- _Task to carry out_:
Whenever a picture appears in the records, exclude it, and transcribe everything else exactly.

- _Provided records_:
--

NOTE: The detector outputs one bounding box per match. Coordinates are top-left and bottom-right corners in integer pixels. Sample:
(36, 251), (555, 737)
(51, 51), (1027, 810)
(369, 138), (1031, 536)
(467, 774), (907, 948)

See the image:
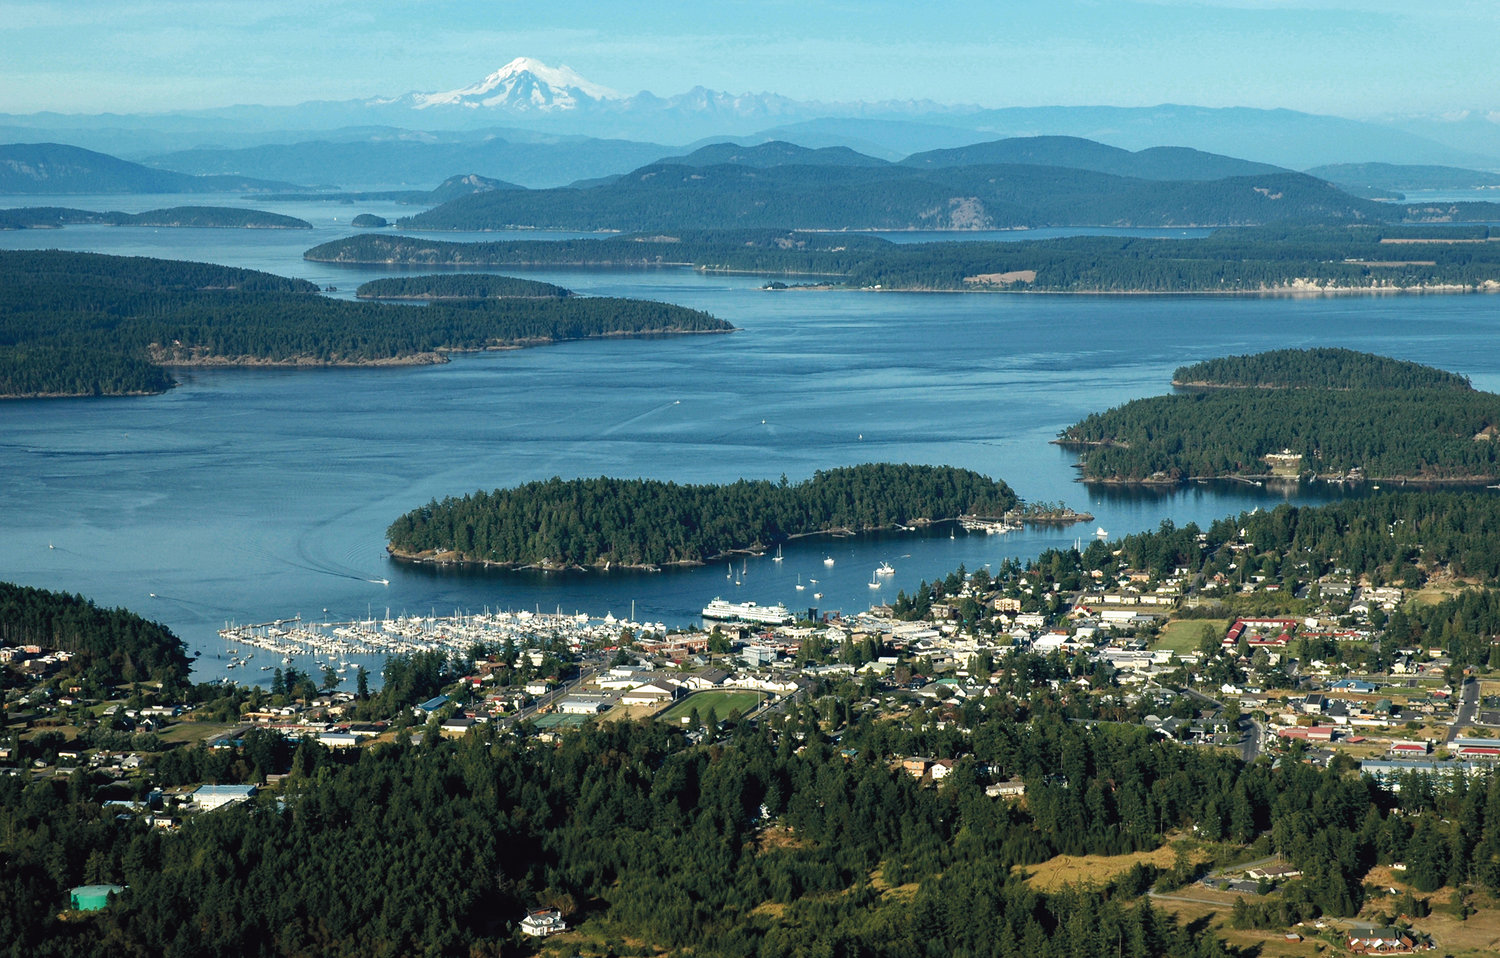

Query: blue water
(4, 194), (1500, 685)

--

- _Exercise solution_:
NOTE: The detector outputs one bounding box per match. Coordinates are top-left and bottom-right corners in integer pixels. Sample:
(36, 251), (555, 737)
(51, 51), (1027, 810)
(369, 138), (1031, 536)
(467, 774), (907, 948)

See the image:

Query: blue water
(4, 194), (1500, 685)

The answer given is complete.